◆ **Document section**:
I did receive a portable DVD player earlier this year from DirecTV in the mail. Not a top of the line model but has played everything we put into it. Along with other various discounts over the years we are definitely satisfied.


----------



## SJSU (Oct 30, 2009)

codespy said:


> I got a ROCK.
> QUOTE]
> 
> Thanks for the that! I'm still laughing.
> ...


----------



## codespy (Mar 30, 2006)

> ............. How long do you need to be a subscriber bfore it kicks in?


Based on what you and I read, I haven't the slightest idea. I started in Nov. 1998.


----------



## beer_geek (Jun 14, 2007)

I have yet to receive any of these "rewards".


----------



## Jotas (Jan 5, 2006)

Been with them for six years and nothing. Something is better than nothing.


----------



## Mike Bertelson (Jan 24, 2007)

codespy said:


> I got a ROCK.


 That's one of the funniest posts I've read in a long time. Even my wife laughed.

!rolling

Mike


----------



## Hutchinshouse (Sep 28, 2006)

ProfLonghair said:


> So, I finally got my reward. *Three months of Sports Pak for free*. All the sports I watch are in region. I have no use for this at all, but calls and emails to exchange this for something I might actually watch were denied. After the first thirty days (to avoid an early termination charge, JIK), I'll just cancel it. Oh well, maybe next year.....


Me too. Just checked my account. Had no clue!

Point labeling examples
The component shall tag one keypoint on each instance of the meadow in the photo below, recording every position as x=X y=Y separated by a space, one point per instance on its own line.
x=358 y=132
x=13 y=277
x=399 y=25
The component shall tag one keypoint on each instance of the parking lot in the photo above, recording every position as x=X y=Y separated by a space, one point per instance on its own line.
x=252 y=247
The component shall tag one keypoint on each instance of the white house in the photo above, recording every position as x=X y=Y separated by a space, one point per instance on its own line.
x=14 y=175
* * *
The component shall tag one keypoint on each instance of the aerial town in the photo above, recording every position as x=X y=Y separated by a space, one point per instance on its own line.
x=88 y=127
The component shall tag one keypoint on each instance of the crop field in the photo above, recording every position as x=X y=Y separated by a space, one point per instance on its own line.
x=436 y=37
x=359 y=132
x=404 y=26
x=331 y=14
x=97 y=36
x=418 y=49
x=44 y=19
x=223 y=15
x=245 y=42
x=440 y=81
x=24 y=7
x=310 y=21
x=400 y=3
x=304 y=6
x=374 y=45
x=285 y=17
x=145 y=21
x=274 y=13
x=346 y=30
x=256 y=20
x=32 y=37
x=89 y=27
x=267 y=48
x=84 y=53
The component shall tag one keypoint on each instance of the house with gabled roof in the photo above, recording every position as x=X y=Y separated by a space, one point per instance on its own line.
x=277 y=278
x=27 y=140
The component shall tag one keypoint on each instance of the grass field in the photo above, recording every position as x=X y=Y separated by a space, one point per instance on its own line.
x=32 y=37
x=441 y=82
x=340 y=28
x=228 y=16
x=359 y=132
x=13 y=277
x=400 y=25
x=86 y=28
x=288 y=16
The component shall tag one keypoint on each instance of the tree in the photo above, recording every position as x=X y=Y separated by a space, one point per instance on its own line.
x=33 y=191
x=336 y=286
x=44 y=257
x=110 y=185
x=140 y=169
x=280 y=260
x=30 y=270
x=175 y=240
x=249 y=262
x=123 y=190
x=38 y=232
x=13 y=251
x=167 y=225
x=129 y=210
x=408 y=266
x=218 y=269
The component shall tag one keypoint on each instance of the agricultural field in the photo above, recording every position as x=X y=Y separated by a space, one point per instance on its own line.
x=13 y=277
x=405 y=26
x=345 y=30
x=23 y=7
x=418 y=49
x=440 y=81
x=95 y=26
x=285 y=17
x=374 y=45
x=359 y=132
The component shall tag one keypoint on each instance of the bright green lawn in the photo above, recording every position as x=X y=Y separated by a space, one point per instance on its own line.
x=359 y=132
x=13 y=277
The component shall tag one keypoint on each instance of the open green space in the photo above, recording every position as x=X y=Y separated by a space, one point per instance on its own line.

◆ **Requirements**:
1 – In the DirecTV rewards thread, what reward did ProfLonghair finally receive?
2 – Carry on the DirecTV rewards thread from its last post.

◆ **Answers by task**:
1 – Three months of Sports Pak for free.

2 –
----------



## PCampbell (Nov 18, 2006)

I got sports pack also I think they want to get us to see it in hope we might want to pay for it. It's OK for free but I will not pay for it.


----------



## SWORDFISH (Apr 16, 2007)

Just got my 15 year anniversary gift. $5 off per month for 15 months.

SF


----------



## Dolly (Jan 30, 2007)

SWORDFISH said:


> Just got my 15 year anniversary gift. $5 off per month for 15 months.
> 
> SF


Well we got our Anniversary gift and it was also $5, but it was only for 1 Month  Of course even that beats the movies we got last year and NEVER used! The really funny thing is our Anniversary with D* isn't until December. However, my husband and I happen to have our Wedding Anniversary today :sunsmile: So at least D* hit one Anniversary correctly :lol:


----------



## rutgersfan (Dec 18, 2006)

My dad got a free HD DVR for 10 years of service. I got 3 months of showtime


----------



## coota (Apr 10, 2007)

I received 3 months of the Games which I will never use.


----------



## Syzygy (Dec 5, 2005)

ddrumman2004 said:


> We got 5 months of Showtime movie channels for our 5 year anniversary.
> 
> We never asked for anything!


We got a full year of the Showtime package for our 5 year anniversary (in August 2009). Also without asking.

Go figure. (We had subscribed to HBO for about 3 years before dropping it in 2007, and had gotten 3 months of SHO for free a couple of times (once after asking for it instead of the proferred 3 months of HBO).


----------



## Syzygy (Dec 5, 2005)

ProfLonghair said:


> I don't just complain. I've done just as many calls to thanks for service well done and point out things that have gone right as well.


Really??! You call them, fight through their lack-of-voice-recognition system, repeat your identifying info at least twice, and wait for a CSR -- just to say "You're doing a heck of a job!"  Really!


----------



## ProfLonghair (Sep 26, 2006)

Syzygy said:


> Really??! You call them, fight through their lack-of-voice-recognition system, repeat your identifying info at least twice, and wait for a CSR -- just to say "You're doing a heck of a job!"  Really!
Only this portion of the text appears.